» Vorliegender Text:
Hinter den Kulissen

Wälsungenblut und Goethe

»Er liebte zu lesen, trachtete nach dem Wort und dem Geist als nach einem Rüstzeug, auf das ein tiefer Trieb ihn verwies.« Roland Spahr über die Erzählungen »Wälsungenblut« und »Goethe« von Thomas Mann.

Wälsungenblut

Thomas Manns skandalumwobene Erzählung »Wälsungenblut« entstand 1905, im Jahr der Hochzeit mit Katia Pringsheim. Es bedarf keiner großen Phantasie, um in der großbürgerlich-jüdischen Familie der Erzählung ein bösartiges Porträt der Familie Pringsheim  zu sehen, zumal der Schwiegervater Alfred Pringsheim als Wagner-Verehrer bekannt war und die beiden Kinder Katia und Klaus ein Zwillingspaar bildeten. Die Analogien zur Erzählung scheinen auf der Hand zu liegen.

Die überheblichen Zwillinge Sieglind und Siegmund Aarenhold verbringen vor Sieglinds Hochzeit einen letzten gemeinsamen Abend in der Oper. Wagners »Walküre« wird gespielt, und die rauschhafte Liebe der Wälsungen-Zwillinge auf der Bühne verführt Sieglind und Siegmund zum Äußersten. In einem inzestuösen Akt verhöhnen sie den nichtjüdischen Bräutigam Sieglinds.

» Zu erledigen:
**A.** Gib aus dem Text über »Wälsungenblut« und »Goethe« einen Abschnitt wortgetreu aus. Beginne bei den Worten, die „Die überheblichen Zwillinge“ enthalten, und höre nach „nichtjüdischen Bräutigam Sieglinds.“ auf.
**B.** Setze den Text über »Wälsungenblut« und »Goethe« nach seinem letzten Satz fort.

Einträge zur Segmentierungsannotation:
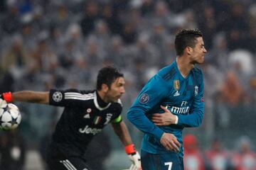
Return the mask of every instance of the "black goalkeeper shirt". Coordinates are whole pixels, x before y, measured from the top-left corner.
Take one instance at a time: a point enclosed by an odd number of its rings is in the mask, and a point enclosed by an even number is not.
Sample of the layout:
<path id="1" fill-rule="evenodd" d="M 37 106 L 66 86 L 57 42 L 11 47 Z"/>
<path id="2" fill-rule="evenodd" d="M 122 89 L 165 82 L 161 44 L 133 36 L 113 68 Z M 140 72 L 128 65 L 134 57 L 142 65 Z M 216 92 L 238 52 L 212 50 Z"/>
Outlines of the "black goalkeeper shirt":
<path id="1" fill-rule="evenodd" d="M 49 104 L 64 107 L 53 135 L 52 147 L 67 157 L 82 156 L 92 137 L 106 125 L 122 121 L 120 100 L 101 107 L 99 103 L 102 106 L 104 102 L 97 98 L 96 91 L 50 91 Z"/>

» Lösungen je Aufgabe:
**A.**
Die überheblichen Zwillinge Sieglind und Siegmund Aarenhold verbringen vor Sieglinds Hochzeit einen letzten gemeinsamen Abend in der Oper. Wagners »Walküre« wird gespielt, und die rauschhafte Liebe der Wälsungen-Zwillinge auf der Bühne verführt Sieglind und Siegmund zum Äußersten. In einem inzestuösen Akt verhöhnen sie den nichtjüdischen Bräutigam Sieglinds.

**B.**
Bei Thomas Mann war der Familienkrach vorprogrammiert. Die Erzählung, die in der »Neuen Rundschau« erscheinen sollte, musste zurückgezogen werden. Erst 1921 entschloss sich Thomas Mann zur Veröffentlichung. In einem Privatdruck von 530 Exemplaren wurde »Wälsungenblut« einem auserlesenen Publikum vorgelegt. Die Ausgabe war mit Steindrucken von Thomas Theodor Heine versehen, einem berühmten Buchkünstler und Illustrator, der vor allem als Begründer der berüchtigten Satirezeitschrift »Simplicissimus« bekannt war.

Aus Rücksicht auf die Familie seiner Frau hat Thomas Mann den Schluss der Erzählung geändert. Nur in einem persönlichen Exemplar für seinen Freund Ernst Bertram hat er die ursprüngliche Fassung handschriftlich eingetragen.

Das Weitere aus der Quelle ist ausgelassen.